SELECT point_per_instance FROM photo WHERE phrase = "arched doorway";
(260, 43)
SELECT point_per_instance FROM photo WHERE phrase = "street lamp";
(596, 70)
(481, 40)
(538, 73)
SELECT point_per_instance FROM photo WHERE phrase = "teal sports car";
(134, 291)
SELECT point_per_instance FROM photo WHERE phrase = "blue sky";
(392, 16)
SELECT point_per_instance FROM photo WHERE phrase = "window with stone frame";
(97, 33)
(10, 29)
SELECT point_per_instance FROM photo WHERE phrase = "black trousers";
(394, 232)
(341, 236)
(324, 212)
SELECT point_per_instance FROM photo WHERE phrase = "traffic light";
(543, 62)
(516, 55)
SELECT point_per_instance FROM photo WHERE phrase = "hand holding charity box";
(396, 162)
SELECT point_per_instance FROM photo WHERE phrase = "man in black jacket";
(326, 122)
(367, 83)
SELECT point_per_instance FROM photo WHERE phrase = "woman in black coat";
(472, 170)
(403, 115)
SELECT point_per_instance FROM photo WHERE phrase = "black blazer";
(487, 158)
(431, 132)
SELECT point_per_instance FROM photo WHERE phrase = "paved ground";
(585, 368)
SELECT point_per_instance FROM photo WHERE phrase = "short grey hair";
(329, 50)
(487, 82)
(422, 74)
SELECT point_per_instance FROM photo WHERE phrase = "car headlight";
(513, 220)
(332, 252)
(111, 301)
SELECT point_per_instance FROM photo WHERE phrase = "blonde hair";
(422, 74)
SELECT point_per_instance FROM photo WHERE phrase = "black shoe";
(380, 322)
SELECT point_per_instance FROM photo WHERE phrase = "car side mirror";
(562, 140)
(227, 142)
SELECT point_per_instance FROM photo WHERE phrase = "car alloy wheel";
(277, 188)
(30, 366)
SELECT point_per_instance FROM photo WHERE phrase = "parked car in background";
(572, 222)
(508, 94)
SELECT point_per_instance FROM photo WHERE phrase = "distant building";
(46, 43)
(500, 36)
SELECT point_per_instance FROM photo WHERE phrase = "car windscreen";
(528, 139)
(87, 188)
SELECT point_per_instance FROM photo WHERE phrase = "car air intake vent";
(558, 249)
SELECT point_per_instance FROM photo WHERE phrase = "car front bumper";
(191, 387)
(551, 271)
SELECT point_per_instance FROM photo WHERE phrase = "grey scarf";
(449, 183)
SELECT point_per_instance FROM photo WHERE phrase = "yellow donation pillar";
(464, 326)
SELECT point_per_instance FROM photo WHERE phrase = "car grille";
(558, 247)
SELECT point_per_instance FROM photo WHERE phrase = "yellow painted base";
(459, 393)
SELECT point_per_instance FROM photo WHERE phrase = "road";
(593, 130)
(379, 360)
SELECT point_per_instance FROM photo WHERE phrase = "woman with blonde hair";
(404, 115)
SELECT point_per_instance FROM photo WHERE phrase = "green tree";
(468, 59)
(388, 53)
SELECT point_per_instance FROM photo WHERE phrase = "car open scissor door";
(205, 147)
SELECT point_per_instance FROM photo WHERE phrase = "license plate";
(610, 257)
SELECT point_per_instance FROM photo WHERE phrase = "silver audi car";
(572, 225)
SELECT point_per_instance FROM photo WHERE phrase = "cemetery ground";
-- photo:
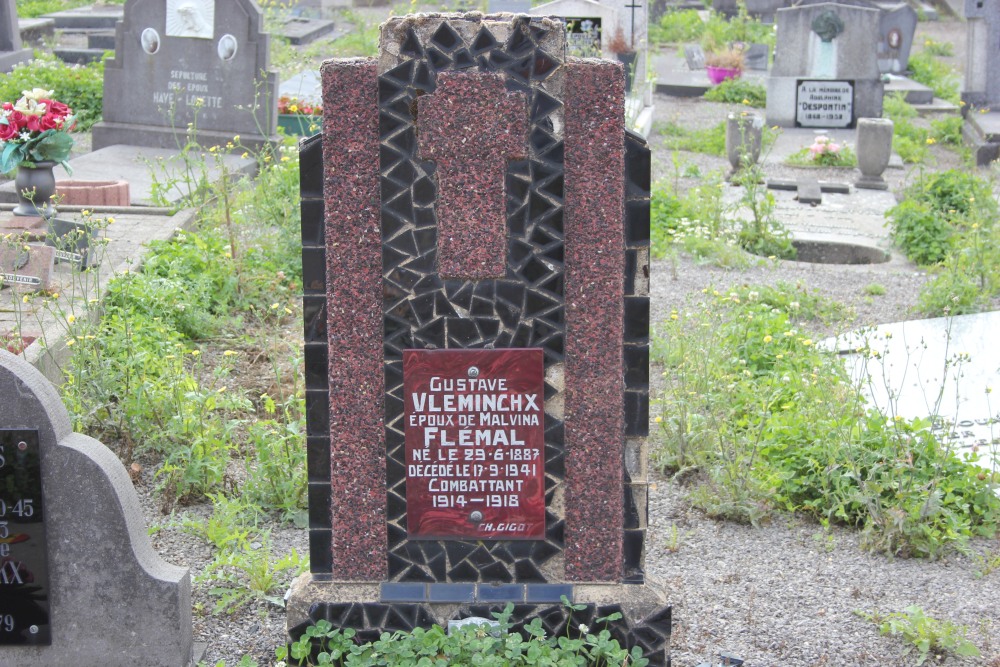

---

Requirements:
Report how many lines of the data contain the string "blonde". Give only the number.

Solved exercise:
2